Rewrite all of the data below, substituting "trace the boundary" for every occurrence of "draw the outline" and changing nothing else. Leave the pictures out of your answer.

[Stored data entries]

-- BEGIN --

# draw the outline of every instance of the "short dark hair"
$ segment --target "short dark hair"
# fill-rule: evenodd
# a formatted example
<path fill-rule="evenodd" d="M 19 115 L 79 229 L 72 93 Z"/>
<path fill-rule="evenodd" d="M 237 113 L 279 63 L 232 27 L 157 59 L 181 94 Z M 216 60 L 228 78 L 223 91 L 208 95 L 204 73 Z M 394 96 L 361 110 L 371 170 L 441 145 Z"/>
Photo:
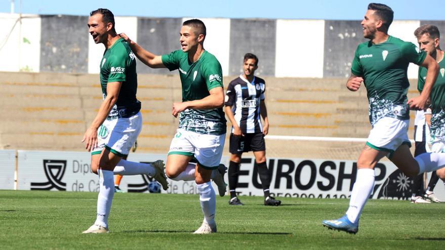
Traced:
<path fill-rule="evenodd" d="M 98 9 L 90 13 L 90 16 L 92 17 L 96 14 L 100 14 L 102 15 L 102 21 L 105 23 L 111 23 L 113 24 L 112 30 L 116 32 L 114 29 L 114 15 L 111 11 L 108 9 Z"/>
<path fill-rule="evenodd" d="M 368 9 L 375 11 L 375 14 L 379 16 L 383 21 L 383 26 L 386 29 L 389 28 L 389 25 L 392 23 L 394 19 L 394 12 L 389 6 L 383 4 L 371 3 L 368 6 Z"/>
<path fill-rule="evenodd" d="M 256 57 L 256 56 L 252 54 L 252 53 L 246 53 L 246 55 L 244 55 L 244 60 L 243 62 L 245 62 L 246 60 L 248 59 L 253 59 L 255 60 L 255 66 L 258 66 L 258 58 Z"/>
<path fill-rule="evenodd" d="M 190 19 L 186 21 L 183 23 L 183 26 L 190 26 L 196 29 L 197 32 L 195 32 L 196 35 L 202 34 L 204 37 L 207 35 L 207 29 L 205 28 L 205 25 L 202 21 L 199 19 Z"/>
<path fill-rule="evenodd" d="M 414 31 L 414 35 L 418 38 L 420 38 L 424 34 L 428 34 L 429 37 L 433 39 L 440 38 L 438 28 L 431 24 L 424 24 L 416 29 Z"/>

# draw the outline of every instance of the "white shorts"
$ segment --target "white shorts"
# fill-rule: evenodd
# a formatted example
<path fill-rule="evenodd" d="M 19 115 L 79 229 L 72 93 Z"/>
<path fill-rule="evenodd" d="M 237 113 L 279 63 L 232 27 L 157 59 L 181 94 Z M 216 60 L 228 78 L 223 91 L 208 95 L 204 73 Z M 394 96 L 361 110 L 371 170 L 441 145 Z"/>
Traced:
<path fill-rule="evenodd" d="M 366 144 L 379 151 L 387 152 L 390 158 L 402 144 L 411 146 L 408 134 L 409 125 L 409 120 L 383 117 L 374 125 Z"/>
<path fill-rule="evenodd" d="M 100 154 L 107 148 L 121 157 L 128 155 L 142 129 L 141 112 L 129 118 L 105 120 L 98 129 L 98 145 L 91 155 Z"/>
<path fill-rule="evenodd" d="M 179 128 L 171 140 L 168 155 L 194 157 L 203 168 L 214 169 L 220 163 L 225 140 L 226 134 L 199 134 Z"/>

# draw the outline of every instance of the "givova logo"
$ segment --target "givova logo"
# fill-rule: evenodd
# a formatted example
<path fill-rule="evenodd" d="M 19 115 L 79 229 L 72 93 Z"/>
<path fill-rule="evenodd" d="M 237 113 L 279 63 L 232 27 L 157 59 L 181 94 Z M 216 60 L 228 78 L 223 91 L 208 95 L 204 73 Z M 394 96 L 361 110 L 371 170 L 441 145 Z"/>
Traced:
<path fill-rule="evenodd" d="M 209 81 L 212 82 L 213 81 L 221 81 L 221 76 L 217 74 L 210 75 L 209 76 Z"/>
<path fill-rule="evenodd" d="M 123 74 L 125 72 L 125 68 L 121 67 L 112 67 L 110 74 Z"/>
<path fill-rule="evenodd" d="M 48 181 L 31 182 L 31 190 L 51 190 L 66 191 L 66 183 L 62 179 L 66 169 L 66 161 L 43 160 L 43 171 Z"/>
<path fill-rule="evenodd" d="M 360 56 L 359 56 L 359 58 L 360 59 L 362 59 L 362 58 L 371 58 L 371 57 L 372 57 L 372 54 L 369 54 L 369 55 L 361 55 Z"/>

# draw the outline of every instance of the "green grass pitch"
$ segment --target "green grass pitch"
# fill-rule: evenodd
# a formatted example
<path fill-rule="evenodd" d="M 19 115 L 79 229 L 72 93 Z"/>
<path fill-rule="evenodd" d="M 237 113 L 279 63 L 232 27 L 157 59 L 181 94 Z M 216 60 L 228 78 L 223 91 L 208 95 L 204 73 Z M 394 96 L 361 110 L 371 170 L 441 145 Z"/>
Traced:
<path fill-rule="evenodd" d="M 202 215 L 197 195 L 116 193 L 110 233 L 82 234 L 94 222 L 97 193 L 0 191 L 0 242 L 6 249 L 439 249 L 445 243 L 445 204 L 370 200 L 357 234 L 329 230 L 345 199 L 283 198 L 264 207 L 217 197 L 218 232 L 194 235 Z"/>

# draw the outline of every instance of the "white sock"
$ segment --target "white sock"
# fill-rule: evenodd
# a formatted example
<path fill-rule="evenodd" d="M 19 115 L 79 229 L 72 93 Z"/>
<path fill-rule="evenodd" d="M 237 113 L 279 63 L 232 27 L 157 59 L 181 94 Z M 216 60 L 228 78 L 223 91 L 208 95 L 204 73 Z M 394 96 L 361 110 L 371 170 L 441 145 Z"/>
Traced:
<path fill-rule="evenodd" d="M 208 224 L 215 223 L 215 210 L 216 208 L 216 198 L 215 190 L 212 187 L 211 182 L 197 184 L 199 193 L 199 201 L 204 214 L 204 221 Z"/>
<path fill-rule="evenodd" d="M 362 210 L 374 188 L 375 180 L 374 169 L 363 168 L 357 170 L 357 178 L 351 192 L 349 208 L 346 212 L 351 222 L 354 223 L 360 218 Z"/>
<path fill-rule="evenodd" d="M 171 178 L 173 180 L 184 181 L 189 181 L 195 180 L 195 168 L 196 167 L 195 164 L 189 163 L 186 170 L 182 172 L 177 176 L 175 178 Z"/>
<path fill-rule="evenodd" d="M 146 174 L 153 176 L 156 174 L 156 170 L 151 164 L 129 162 L 122 159 L 119 162 L 113 172 L 114 174 L 121 175 Z"/>
<path fill-rule="evenodd" d="M 432 172 L 445 167 L 445 153 L 423 153 L 414 159 L 419 163 L 418 175 Z"/>
<path fill-rule="evenodd" d="M 94 224 L 108 227 L 108 216 L 114 195 L 113 171 L 99 169 L 99 194 L 98 195 L 97 217 Z"/>

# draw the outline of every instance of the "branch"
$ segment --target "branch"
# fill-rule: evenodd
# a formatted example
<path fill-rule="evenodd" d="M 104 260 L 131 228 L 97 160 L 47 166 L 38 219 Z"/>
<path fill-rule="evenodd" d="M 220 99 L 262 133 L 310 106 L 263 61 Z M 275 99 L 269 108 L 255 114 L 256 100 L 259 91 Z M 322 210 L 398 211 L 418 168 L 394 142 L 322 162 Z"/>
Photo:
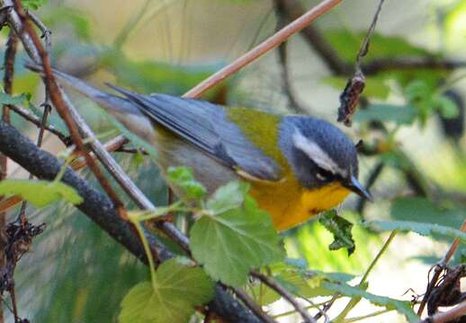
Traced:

-- END --

Answer to this task -
# trace the boundary of every instance of the "short dark hair"
$ segment --target "short dark hair"
# fill-rule: evenodd
# a formatted example
<path fill-rule="evenodd" d="M 19 115 L 79 229 L 72 93 Z"/>
<path fill-rule="evenodd" d="M 237 113 L 279 63 L 232 27 L 157 59 L 181 94 Z M 216 60 L 228 78 L 223 91 L 208 95 L 204 73 Z M 394 96 L 361 110 L 371 170 L 441 145 Z"/>
Photo:
Traced:
<path fill-rule="evenodd" d="M 98 9 L 90 13 L 90 16 L 92 17 L 96 14 L 100 14 L 102 15 L 102 21 L 105 23 L 111 23 L 113 24 L 112 30 L 116 32 L 114 29 L 114 15 L 111 11 L 108 9 Z"/>
<path fill-rule="evenodd" d="M 368 9 L 375 11 L 375 14 L 379 16 L 383 21 L 383 26 L 386 29 L 389 28 L 389 25 L 392 23 L 394 19 L 394 12 L 389 6 L 383 4 L 371 3 L 368 6 Z"/>
<path fill-rule="evenodd" d="M 256 57 L 256 56 L 252 54 L 252 53 L 246 53 L 246 55 L 244 55 L 244 60 L 243 62 L 245 62 L 246 60 L 248 59 L 253 59 L 255 60 L 255 66 L 258 66 L 258 58 Z"/>
<path fill-rule="evenodd" d="M 190 19 L 186 21 L 183 23 L 183 26 L 190 26 L 196 29 L 197 32 L 195 32 L 196 35 L 202 34 L 204 37 L 207 35 L 207 29 L 205 28 L 205 25 L 202 21 L 199 19 Z"/>
<path fill-rule="evenodd" d="M 414 31 L 414 35 L 418 38 L 420 38 L 424 34 L 428 34 L 429 37 L 433 39 L 440 38 L 438 28 L 431 24 L 424 24 L 416 29 Z"/>

# trace the boundary of every instance of the "white shorts"
$ segment --target "white shorts"
# fill-rule: evenodd
# a formatted example
<path fill-rule="evenodd" d="M 19 115 L 79 229 L 72 93 Z"/>
<path fill-rule="evenodd" d="M 237 113 L 279 63 L 232 27 L 157 59 L 181 94 Z M 216 60 L 228 78 L 223 91 L 208 95 L 204 73 Z M 394 96 L 361 110 L 371 170 L 441 145 Z"/>
Traced:
<path fill-rule="evenodd" d="M 366 144 L 379 151 L 387 152 L 390 158 L 402 144 L 411 146 L 408 134 L 409 125 L 409 120 L 383 117 L 374 125 Z"/>
<path fill-rule="evenodd" d="M 100 154 L 107 148 L 121 157 L 128 155 L 142 129 L 141 112 L 129 118 L 105 120 L 98 129 L 98 145 L 91 155 Z"/>
<path fill-rule="evenodd" d="M 179 128 L 171 140 L 168 155 L 194 157 L 203 168 L 214 169 L 220 163 L 225 140 L 226 134 L 199 134 Z"/>

# trace the boundary of every instance of the "givova logo"
$ segment --target "givova logo"
# fill-rule: evenodd
# a formatted example
<path fill-rule="evenodd" d="M 19 115 L 79 229 L 72 93 Z"/>
<path fill-rule="evenodd" d="M 237 113 L 279 63 L 232 27 L 157 59 L 181 94 Z M 216 60 L 228 78 L 223 91 L 208 95 L 204 73 Z M 394 96 L 361 110 L 371 170 L 441 145 Z"/>
Traced:
<path fill-rule="evenodd" d="M 209 81 L 212 82 L 213 81 L 221 81 L 221 76 L 217 74 L 210 75 L 209 76 Z"/>
<path fill-rule="evenodd" d="M 123 74 L 125 72 L 125 68 L 121 67 L 112 67 L 110 74 Z"/>
<path fill-rule="evenodd" d="M 48 181 L 31 182 L 31 190 L 51 190 L 66 191 L 66 183 L 62 179 L 66 169 L 66 161 L 43 160 L 43 171 Z"/>
<path fill-rule="evenodd" d="M 360 56 L 359 56 L 359 58 L 360 59 L 362 59 L 362 58 L 371 58 L 371 57 L 372 57 L 372 54 L 369 54 L 369 55 L 361 55 Z"/>

# trace the boundary of every instance of the "green grass pitch"
$ segment --target "green grass pitch"
# fill-rule: evenodd
# a formatted example
<path fill-rule="evenodd" d="M 19 115 L 79 229 L 72 93 Z"/>
<path fill-rule="evenodd" d="M 237 113 L 279 63 L 232 27 L 157 59 L 181 94 Z M 216 60 L 228 78 L 223 91 L 208 95 L 204 73 Z M 394 96 L 361 110 L 371 170 L 441 145 Z"/>
Traced:
<path fill-rule="evenodd" d="M 202 215 L 197 195 L 116 193 L 110 233 L 82 234 L 94 222 L 97 193 L 0 191 L 0 242 L 6 249 L 439 249 L 445 243 L 445 204 L 370 200 L 357 234 L 329 230 L 345 199 L 283 198 L 264 207 L 217 197 L 218 232 L 194 235 Z"/>

# trace the boundary of every instance of the "white sock"
$ segment --target "white sock"
# fill-rule: evenodd
# a formatted example
<path fill-rule="evenodd" d="M 19 115 L 79 229 L 72 93 Z"/>
<path fill-rule="evenodd" d="M 237 113 L 279 63 L 232 27 L 157 59 L 181 94 Z M 216 60 L 228 78 L 223 91 L 208 95 L 204 73 Z M 394 96 L 361 110 L 371 170 L 441 145 Z"/>
Traced:
<path fill-rule="evenodd" d="M 208 224 L 215 223 L 215 210 L 216 208 L 216 198 L 215 190 L 212 187 L 211 182 L 197 184 L 199 193 L 199 201 L 204 214 L 204 221 Z"/>
<path fill-rule="evenodd" d="M 362 210 L 374 188 L 375 180 L 374 169 L 363 168 L 357 170 L 357 178 L 351 192 L 349 208 L 346 212 L 351 222 L 354 223 L 360 218 Z"/>
<path fill-rule="evenodd" d="M 171 178 L 173 180 L 184 181 L 189 181 L 195 180 L 195 168 L 196 167 L 195 164 L 189 163 L 186 170 L 182 172 L 177 176 L 175 178 Z"/>
<path fill-rule="evenodd" d="M 146 174 L 153 176 L 156 174 L 156 170 L 151 164 L 129 162 L 122 159 L 119 162 L 113 172 L 114 174 L 121 175 Z"/>
<path fill-rule="evenodd" d="M 432 172 L 445 167 L 445 153 L 423 153 L 414 159 L 419 163 L 418 175 Z"/>
<path fill-rule="evenodd" d="M 94 224 L 108 227 L 108 216 L 114 195 L 113 171 L 99 169 L 99 194 L 98 195 L 97 217 Z"/>

# trace the boundary of every instance of the "branch"
$ segment --target "branch"
# fill-rule: evenodd
# a formatted example
<path fill-rule="evenodd" d="M 104 260 L 131 228 L 97 160 L 47 166 L 38 219 Z"/>
<path fill-rule="evenodd" d="M 220 99 L 262 133 L 310 106 L 263 61 Z M 275 99 L 269 108 L 255 114 L 256 100 L 259 91 Z M 322 210 L 398 211 L 418 168 L 394 142 L 322 162 Z"/>
Photo:
Traced:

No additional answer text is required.